- TASK DETAILS -
Lay out every line from the first of the rows below down through the line containing "x=550, y=54" as a Markdown table with the columns No. and Text, skipping any blank lines.

Rows of labeled points
○ ○ ○ ○ ○ ○ ○
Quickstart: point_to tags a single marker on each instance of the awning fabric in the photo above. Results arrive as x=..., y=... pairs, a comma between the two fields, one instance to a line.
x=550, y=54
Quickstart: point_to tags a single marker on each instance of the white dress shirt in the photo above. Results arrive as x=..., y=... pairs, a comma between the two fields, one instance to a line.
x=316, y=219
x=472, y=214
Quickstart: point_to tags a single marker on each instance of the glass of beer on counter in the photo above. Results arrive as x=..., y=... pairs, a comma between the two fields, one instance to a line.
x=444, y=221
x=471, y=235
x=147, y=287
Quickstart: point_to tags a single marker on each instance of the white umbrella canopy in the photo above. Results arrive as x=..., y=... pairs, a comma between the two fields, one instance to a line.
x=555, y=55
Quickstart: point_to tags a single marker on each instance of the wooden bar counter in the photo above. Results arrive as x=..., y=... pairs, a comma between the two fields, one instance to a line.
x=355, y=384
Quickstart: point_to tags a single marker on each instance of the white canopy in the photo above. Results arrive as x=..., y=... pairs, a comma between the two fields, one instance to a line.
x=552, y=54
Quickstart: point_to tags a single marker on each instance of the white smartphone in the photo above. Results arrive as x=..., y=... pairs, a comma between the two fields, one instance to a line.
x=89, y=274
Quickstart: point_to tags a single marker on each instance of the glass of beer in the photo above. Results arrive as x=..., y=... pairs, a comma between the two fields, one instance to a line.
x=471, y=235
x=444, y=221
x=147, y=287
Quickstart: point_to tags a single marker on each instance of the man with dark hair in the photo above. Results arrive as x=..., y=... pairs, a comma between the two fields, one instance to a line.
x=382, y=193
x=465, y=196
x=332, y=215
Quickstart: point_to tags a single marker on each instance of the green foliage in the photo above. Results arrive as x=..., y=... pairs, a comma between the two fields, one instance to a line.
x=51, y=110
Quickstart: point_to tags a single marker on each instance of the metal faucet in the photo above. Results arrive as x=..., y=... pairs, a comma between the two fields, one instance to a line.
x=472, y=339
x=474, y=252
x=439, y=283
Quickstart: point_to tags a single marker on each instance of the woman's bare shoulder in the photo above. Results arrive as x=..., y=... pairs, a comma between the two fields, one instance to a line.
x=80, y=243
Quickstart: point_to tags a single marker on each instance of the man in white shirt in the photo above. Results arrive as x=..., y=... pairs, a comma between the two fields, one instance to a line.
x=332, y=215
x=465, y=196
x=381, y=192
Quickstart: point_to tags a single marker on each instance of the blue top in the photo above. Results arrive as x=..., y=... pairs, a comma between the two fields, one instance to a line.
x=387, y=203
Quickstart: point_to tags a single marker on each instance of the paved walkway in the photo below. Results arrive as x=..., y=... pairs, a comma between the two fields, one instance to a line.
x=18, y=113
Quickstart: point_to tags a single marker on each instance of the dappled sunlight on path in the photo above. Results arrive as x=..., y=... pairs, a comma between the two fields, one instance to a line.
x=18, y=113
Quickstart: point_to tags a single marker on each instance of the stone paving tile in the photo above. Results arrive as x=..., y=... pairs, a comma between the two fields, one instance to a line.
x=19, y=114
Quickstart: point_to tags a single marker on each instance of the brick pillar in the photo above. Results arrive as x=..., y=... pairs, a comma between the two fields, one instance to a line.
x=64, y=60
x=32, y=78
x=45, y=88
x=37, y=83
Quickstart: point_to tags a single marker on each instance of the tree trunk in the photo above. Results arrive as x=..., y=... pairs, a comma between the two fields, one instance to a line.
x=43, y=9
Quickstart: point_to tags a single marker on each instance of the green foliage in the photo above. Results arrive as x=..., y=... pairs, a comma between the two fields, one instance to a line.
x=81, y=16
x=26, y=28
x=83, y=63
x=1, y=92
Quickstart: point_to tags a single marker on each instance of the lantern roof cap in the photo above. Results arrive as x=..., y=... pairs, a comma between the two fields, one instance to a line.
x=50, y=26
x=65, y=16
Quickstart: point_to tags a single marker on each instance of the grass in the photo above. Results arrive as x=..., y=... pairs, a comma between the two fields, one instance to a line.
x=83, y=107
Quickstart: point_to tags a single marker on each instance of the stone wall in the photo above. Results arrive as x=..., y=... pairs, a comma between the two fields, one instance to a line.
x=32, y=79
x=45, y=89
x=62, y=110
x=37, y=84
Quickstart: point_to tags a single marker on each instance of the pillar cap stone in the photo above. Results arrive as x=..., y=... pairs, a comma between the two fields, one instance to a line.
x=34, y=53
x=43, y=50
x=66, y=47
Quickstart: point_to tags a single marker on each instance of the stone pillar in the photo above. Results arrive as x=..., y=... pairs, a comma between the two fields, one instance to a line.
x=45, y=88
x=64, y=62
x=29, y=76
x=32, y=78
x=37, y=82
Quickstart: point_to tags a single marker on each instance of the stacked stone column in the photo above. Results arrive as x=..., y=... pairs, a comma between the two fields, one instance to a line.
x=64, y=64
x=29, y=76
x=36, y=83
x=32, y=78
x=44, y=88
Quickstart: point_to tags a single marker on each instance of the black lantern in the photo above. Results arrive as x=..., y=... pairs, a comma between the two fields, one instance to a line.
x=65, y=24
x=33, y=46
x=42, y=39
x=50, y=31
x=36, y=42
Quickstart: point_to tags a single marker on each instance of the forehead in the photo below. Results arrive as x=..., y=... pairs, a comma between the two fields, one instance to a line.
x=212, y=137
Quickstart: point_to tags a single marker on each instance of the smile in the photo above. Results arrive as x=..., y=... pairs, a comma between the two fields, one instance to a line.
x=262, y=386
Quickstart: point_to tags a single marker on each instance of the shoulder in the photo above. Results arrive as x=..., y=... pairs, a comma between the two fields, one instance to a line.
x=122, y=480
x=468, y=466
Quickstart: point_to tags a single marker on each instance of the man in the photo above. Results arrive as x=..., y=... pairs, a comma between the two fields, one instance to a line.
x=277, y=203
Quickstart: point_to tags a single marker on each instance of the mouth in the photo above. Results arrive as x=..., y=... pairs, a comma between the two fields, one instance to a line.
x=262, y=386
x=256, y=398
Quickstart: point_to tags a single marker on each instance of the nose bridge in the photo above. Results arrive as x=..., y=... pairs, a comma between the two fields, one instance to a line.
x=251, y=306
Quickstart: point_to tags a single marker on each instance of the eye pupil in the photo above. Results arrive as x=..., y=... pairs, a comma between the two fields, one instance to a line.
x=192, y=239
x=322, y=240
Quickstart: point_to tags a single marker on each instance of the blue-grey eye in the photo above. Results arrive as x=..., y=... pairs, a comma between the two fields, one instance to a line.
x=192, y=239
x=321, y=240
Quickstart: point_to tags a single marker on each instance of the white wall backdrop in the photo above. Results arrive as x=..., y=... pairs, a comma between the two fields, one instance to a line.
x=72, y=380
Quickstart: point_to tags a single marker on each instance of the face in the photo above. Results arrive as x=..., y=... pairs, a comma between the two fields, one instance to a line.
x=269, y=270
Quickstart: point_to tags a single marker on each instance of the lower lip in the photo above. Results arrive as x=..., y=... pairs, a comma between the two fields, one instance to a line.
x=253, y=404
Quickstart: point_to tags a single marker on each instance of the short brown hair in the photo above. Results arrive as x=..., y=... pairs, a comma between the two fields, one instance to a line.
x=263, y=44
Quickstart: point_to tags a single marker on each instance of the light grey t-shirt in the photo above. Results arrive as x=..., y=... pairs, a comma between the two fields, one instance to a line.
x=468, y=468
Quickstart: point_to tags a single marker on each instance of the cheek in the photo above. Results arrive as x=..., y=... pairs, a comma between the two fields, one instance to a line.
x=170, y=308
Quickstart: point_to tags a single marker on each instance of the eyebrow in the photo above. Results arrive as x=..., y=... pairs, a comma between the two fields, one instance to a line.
○ ○ ○ ○ ○ ○ ○
- FULL SOLUTION -
| No. | Text |
|---|---|
| 1 | Quickstart: point_to tags a single marker on each instance of the awning fabric in the photo above. Results arrive as x=..., y=... pairs, a comma between the two fields, one instance to a line. |
| 2 | x=550, y=54 |